[Data supplied start]

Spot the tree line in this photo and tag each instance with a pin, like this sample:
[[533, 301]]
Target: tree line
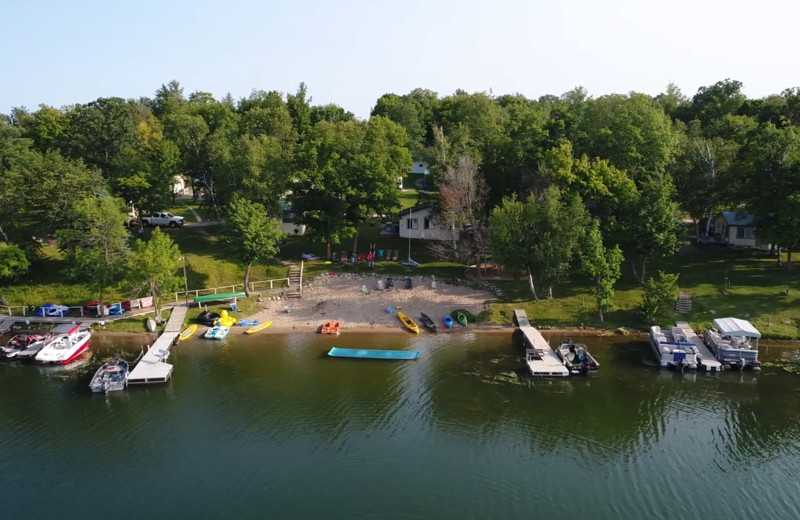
[[536, 182]]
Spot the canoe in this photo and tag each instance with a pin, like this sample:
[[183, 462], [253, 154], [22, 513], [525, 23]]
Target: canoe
[[428, 322], [187, 332], [217, 332], [374, 354], [408, 322], [462, 318], [256, 328], [330, 327]]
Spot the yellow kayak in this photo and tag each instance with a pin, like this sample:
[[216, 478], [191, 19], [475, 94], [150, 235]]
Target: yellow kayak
[[187, 332], [408, 322], [256, 328]]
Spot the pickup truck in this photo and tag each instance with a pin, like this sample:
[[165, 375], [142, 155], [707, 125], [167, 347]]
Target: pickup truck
[[162, 219]]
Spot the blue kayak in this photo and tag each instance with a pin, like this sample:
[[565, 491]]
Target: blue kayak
[[374, 354]]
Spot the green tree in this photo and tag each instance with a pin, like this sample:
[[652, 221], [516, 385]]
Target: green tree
[[251, 233], [98, 239], [13, 262], [602, 265], [153, 268], [658, 296], [540, 236]]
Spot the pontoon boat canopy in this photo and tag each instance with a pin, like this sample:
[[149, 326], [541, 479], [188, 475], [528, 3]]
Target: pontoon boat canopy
[[736, 327]]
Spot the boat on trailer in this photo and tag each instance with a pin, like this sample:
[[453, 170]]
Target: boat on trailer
[[112, 376], [68, 343], [731, 342], [673, 348], [576, 357]]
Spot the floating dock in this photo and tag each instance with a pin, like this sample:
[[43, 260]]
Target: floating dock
[[374, 354], [705, 359], [152, 368], [540, 358]]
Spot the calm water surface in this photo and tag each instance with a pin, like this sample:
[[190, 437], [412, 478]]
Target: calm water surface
[[270, 427]]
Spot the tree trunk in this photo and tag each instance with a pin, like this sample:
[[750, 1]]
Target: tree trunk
[[644, 264], [633, 269], [247, 278], [532, 286]]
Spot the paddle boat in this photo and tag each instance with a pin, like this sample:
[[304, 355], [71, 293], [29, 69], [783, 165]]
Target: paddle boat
[[374, 354], [188, 332], [218, 332], [408, 322], [428, 322], [257, 327], [330, 327], [447, 321], [113, 375], [576, 357], [461, 318]]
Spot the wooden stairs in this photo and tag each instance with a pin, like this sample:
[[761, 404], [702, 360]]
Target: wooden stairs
[[295, 289]]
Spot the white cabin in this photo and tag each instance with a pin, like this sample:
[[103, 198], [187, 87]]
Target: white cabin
[[420, 222]]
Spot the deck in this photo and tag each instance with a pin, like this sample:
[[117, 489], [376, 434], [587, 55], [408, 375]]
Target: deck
[[153, 367], [705, 358], [540, 358]]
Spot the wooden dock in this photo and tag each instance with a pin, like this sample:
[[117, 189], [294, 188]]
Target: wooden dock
[[153, 367], [539, 357], [705, 358]]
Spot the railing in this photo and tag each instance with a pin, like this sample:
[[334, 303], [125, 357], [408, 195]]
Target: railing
[[194, 293]]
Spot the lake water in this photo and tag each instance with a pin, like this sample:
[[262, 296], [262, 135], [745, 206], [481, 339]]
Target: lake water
[[270, 427]]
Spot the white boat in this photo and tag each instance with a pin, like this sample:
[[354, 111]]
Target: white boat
[[218, 332], [113, 375], [731, 343], [69, 342], [672, 348]]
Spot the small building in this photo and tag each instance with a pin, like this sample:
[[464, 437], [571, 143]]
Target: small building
[[419, 168], [421, 222], [735, 228]]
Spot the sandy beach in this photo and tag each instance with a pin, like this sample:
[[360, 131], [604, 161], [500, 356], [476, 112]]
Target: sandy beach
[[339, 297]]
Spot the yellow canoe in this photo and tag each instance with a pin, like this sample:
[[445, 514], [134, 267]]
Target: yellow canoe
[[187, 332], [408, 322], [256, 328]]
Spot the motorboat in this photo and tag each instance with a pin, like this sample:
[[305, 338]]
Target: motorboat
[[731, 342], [113, 375], [428, 322], [218, 332], [68, 343], [576, 357], [19, 343], [672, 348]]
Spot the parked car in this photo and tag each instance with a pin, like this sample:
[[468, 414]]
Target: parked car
[[51, 309], [163, 219]]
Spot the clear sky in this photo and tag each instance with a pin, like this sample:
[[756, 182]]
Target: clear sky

[Data supplied end]

Copy out every line of the records above word for word, leaving out the pictures.

• The answer:
Spot the tree line in this photo and tag each instance with a pin, like this sample:
[[533, 301]]
Target: tree line
[[536, 182]]
Spot the canoe in this photo and tag each instance with a pin, like this sample:
[[183, 462], [253, 154], [22, 513], [525, 23]]
Target: canoe
[[428, 322], [187, 332], [217, 332], [374, 354], [408, 322], [462, 318], [256, 328], [330, 327]]
Spot the yellow kayak in this photo and tag each instance with a pin, like this sample:
[[216, 478], [191, 19], [475, 94], [150, 235]]
Target: yellow kayak
[[187, 332], [408, 322], [256, 328]]
Spot the pickup truck in this photo and tag each instance with a pin, like this sample:
[[165, 375], [142, 155], [707, 125], [167, 347]]
Target: pickup truck
[[162, 219]]
Spot the blue kayak in this photo and tag each instance with a pin, like this sample:
[[565, 491]]
Target: blue kayak
[[374, 354]]
Spot the green tree in this photo and tag each instance with a pin, like this sample:
[[652, 221], [516, 385]]
Target: green tree
[[251, 233], [98, 239], [13, 262], [602, 265], [153, 268], [658, 296], [540, 236]]
Spot the pontoon boat canopy in this photo and tag each instance with a pin, like this sample:
[[149, 326], [541, 479], [188, 475], [528, 3]]
Target: pontoon boat canopy
[[736, 327]]
Spot the boat on trailer in this photo and tag each instance with a pin, like this sample:
[[453, 170]]
Target: boat on trailer
[[112, 376], [68, 343], [731, 342], [673, 348], [576, 357]]
Spot the floating dock in this photo and tag each instance with a pin, like this sample:
[[43, 260]]
Target: floating dock
[[374, 354], [705, 359], [152, 368], [540, 358]]
Spot the calm water surface in this photo and tag each instance with a pin, like this sample:
[[190, 437], [412, 478]]
Target: calm water surface
[[270, 427]]
Spot the tree trunk in this photo and tag each instance with a pin, like this sample:
[[750, 1]]
Target: tree trunk
[[644, 264], [633, 269], [247, 278], [532, 286]]
Spot the paddle boat in this photo and tag each instance with a pin, like this sample:
[[304, 355], [71, 293], [29, 69], [783, 165]]
Target: paddle boat
[[374, 354], [188, 332], [218, 332], [408, 322], [428, 322], [257, 327], [330, 327], [447, 321], [113, 375], [576, 357], [461, 318]]
Spot the wooden stairs in this photo and tag each instance with a pin, like this sample:
[[761, 404], [702, 360]]
Target: wooden stairs
[[295, 289]]
Spot the white cabin in this photo and tag each instance with a pin, like this sample:
[[103, 198], [187, 87]]
Target: white cabin
[[420, 222]]
Spot the deck in this photo and tag each instance with a pin, like this sample:
[[117, 489], [376, 434], [587, 55], [408, 375]]
Target: deck
[[153, 367], [705, 358], [540, 358]]
Spot the wooden dock in this photo and tag each instance with a pin, like this sample:
[[117, 189], [294, 188]]
Target: wooden dock
[[153, 367], [539, 357], [705, 358]]
Spot the railing in this photo and tag each instance with a pin, like this sample:
[[334, 303], [125, 357], [408, 195]]
Target: railing
[[194, 293]]
Spot the lake water in this photo and tag each instance with a pin, like this sample:
[[262, 296], [262, 135], [745, 206], [481, 339]]
Target: lake water
[[270, 427]]
Spot the white boat in this photo and tag each instance with a pin, like this sample:
[[354, 111]]
Target: white boat
[[218, 332], [113, 375], [731, 343], [69, 342], [672, 348]]
Spot the small building in this photo and tag each instance with a pin, like this sample:
[[464, 437], [571, 143]]
Target: small building
[[419, 168], [421, 222], [735, 228]]
Spot the sandy beach in this photo and tag each instance with a pin, like this sample:
[[360, 131], [604, 161], [500, 356], [476, 112]]
Target: sandy beach
[[339, 297]]
Spot the yellow canoe in this photo and tag each instance with a pin, like this sample:
[[445, 514], [134, 267]]
Target: yellow canoe
[[187, 332], [408, 322], [256, 328]]
Spot the motorboat in this photo and tag each instance with a pin, like this sample:
[[305, 338]]
Target: motorboat
[[731, 342], [113, 375], [428, 322], [218, 332], [68, 343], [576, 357], [19, 343], [672, 348]]
Spot the parked car in this photo and tag each instance with a pin, like this sample:
[[468, 414]]
Target: parked car
[[51, 309], [163, 219]]
Spot the clear sky in this photo and tag each instance with a pin, like this sample:
[[756, 182]]
Target: clear sky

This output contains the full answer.